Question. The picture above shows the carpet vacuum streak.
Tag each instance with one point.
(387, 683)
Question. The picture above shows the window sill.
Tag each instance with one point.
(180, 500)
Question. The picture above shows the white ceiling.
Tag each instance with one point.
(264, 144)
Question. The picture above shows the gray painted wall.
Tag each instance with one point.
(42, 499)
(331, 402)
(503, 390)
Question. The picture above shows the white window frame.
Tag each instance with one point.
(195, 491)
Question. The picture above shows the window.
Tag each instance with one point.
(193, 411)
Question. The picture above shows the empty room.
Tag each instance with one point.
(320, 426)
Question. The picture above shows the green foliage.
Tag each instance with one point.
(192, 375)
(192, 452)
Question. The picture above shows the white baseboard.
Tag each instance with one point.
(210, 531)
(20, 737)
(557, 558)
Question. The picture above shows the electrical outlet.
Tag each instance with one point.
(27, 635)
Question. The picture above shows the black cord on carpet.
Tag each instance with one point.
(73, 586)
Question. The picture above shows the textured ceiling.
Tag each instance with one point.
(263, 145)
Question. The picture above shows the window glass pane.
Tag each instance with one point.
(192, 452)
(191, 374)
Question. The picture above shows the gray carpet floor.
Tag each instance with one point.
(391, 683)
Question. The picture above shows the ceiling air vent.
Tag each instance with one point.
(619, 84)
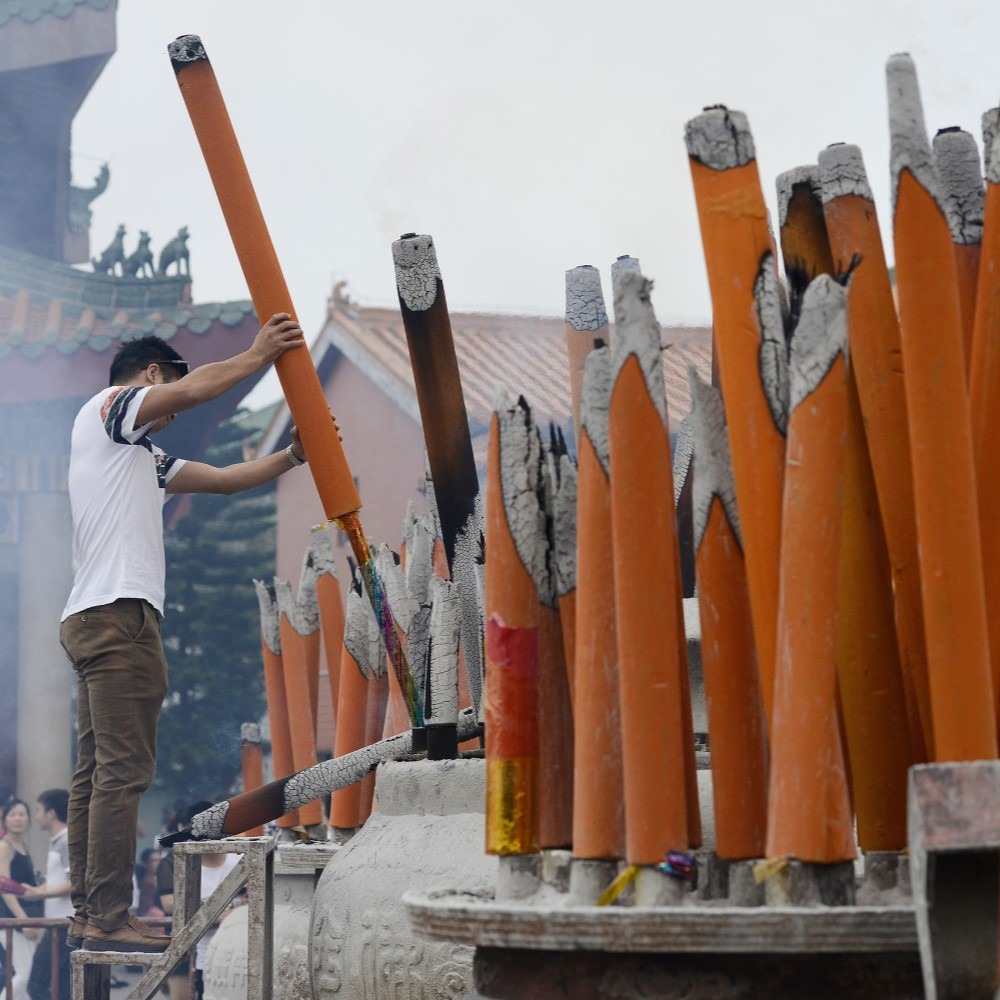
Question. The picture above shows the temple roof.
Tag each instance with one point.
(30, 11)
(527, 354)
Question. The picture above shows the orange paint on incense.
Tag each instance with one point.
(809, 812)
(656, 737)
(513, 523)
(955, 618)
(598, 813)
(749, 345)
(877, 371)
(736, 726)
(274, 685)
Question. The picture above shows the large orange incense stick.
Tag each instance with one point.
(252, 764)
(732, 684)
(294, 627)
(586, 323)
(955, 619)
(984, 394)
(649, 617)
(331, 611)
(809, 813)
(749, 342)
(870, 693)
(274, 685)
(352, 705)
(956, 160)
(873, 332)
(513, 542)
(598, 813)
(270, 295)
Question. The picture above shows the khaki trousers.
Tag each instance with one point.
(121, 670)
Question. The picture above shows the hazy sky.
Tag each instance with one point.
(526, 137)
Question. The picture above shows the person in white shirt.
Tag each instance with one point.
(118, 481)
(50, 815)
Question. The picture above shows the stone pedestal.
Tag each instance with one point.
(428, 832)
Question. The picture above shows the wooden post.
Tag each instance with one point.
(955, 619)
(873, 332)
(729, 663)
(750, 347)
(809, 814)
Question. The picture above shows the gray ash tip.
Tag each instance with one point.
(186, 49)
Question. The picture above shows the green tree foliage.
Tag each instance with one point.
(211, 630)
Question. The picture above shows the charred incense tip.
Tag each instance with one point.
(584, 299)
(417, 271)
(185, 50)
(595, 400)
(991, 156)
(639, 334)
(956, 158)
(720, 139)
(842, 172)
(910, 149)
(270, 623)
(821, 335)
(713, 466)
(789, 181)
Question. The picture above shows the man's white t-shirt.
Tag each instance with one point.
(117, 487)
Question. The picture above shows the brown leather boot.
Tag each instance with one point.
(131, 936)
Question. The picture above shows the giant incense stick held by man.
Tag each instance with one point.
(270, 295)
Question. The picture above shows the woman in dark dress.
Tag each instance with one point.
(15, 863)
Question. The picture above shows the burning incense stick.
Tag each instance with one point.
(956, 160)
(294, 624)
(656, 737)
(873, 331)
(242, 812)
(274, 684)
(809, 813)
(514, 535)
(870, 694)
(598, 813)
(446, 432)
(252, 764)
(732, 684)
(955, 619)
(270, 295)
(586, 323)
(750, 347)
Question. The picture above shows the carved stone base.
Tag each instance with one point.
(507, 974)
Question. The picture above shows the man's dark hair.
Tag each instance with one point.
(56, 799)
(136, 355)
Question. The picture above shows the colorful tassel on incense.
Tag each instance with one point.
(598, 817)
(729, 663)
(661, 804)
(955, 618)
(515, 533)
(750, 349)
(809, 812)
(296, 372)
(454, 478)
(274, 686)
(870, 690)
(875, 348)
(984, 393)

------

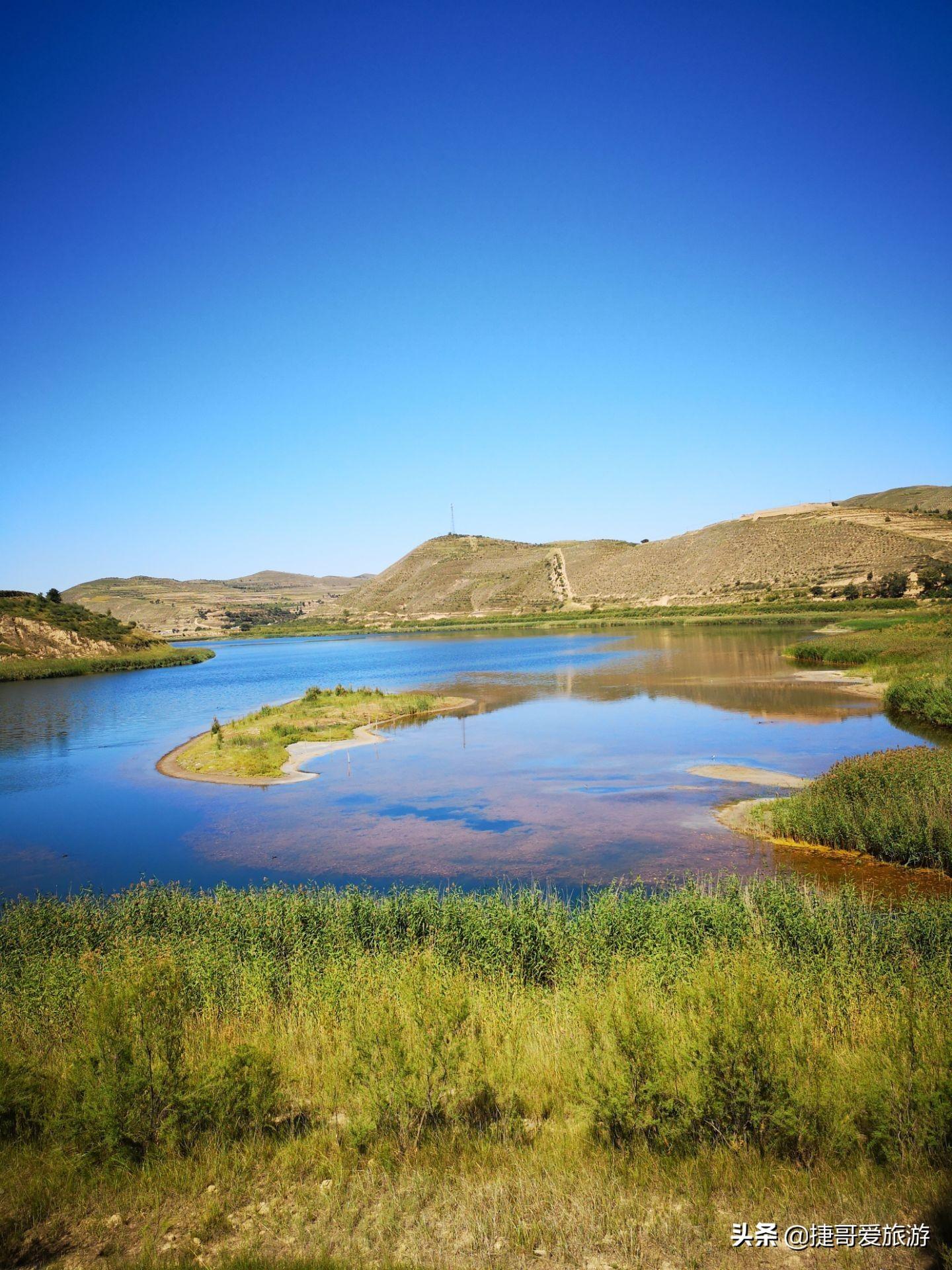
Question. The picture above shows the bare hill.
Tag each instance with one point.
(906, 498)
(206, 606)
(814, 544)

------

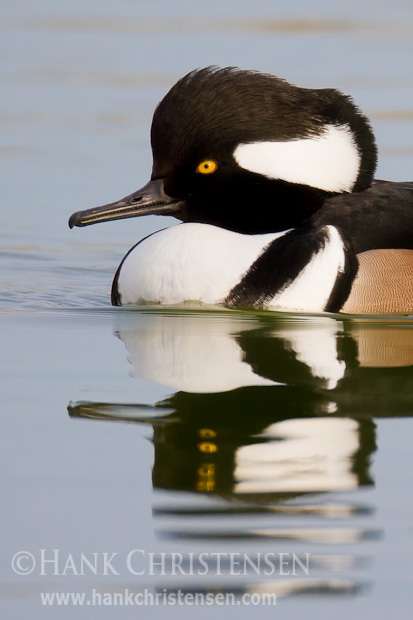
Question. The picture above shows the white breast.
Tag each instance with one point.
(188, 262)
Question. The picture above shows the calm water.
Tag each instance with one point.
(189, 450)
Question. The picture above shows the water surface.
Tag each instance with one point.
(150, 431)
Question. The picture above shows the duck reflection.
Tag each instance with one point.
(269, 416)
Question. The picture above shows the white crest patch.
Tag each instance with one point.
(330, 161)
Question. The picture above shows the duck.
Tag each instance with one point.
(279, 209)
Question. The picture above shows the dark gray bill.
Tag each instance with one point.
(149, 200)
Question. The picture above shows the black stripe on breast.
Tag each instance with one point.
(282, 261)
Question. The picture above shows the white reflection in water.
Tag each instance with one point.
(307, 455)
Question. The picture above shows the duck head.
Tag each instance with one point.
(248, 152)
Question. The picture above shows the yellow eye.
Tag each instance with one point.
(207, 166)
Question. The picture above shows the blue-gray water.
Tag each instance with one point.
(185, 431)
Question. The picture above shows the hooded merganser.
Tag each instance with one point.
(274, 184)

------

What this task involves | All lines above from the one holding "Question. The picture above shows the charred" to the one holding "Question. The picture above shows the burning", inclusive, are to be copied exactly; no other line is wanted.

Finished task |
Question. The picture above shows the charred incense tip.
Tag each instance with one point.
(584, 299)
(417, 271)
(185, 50)
(595, 400)
(991, 156)
(639, 334)
(956, 158)
(720, 139)
(842, 172)
(910, 149)
(270, 623)
(821, 335)
(713, 466)
(789, 181)
Question. The picture above shows the man's white t-shirt.
Tag each instance with one point.
(117, 487)
Question. The picture above shows the brown leather boot.
Tag each instance with one point.
(131, 936)
Question. The picture above shows the giant incense stick held by man.
Tag each instance with one point.
(270, 295)
Question. The picture above shows the woman in dark dress.
Tag each instance with one point.
(15, 863)
Question. The picture above shows the burning incense stick.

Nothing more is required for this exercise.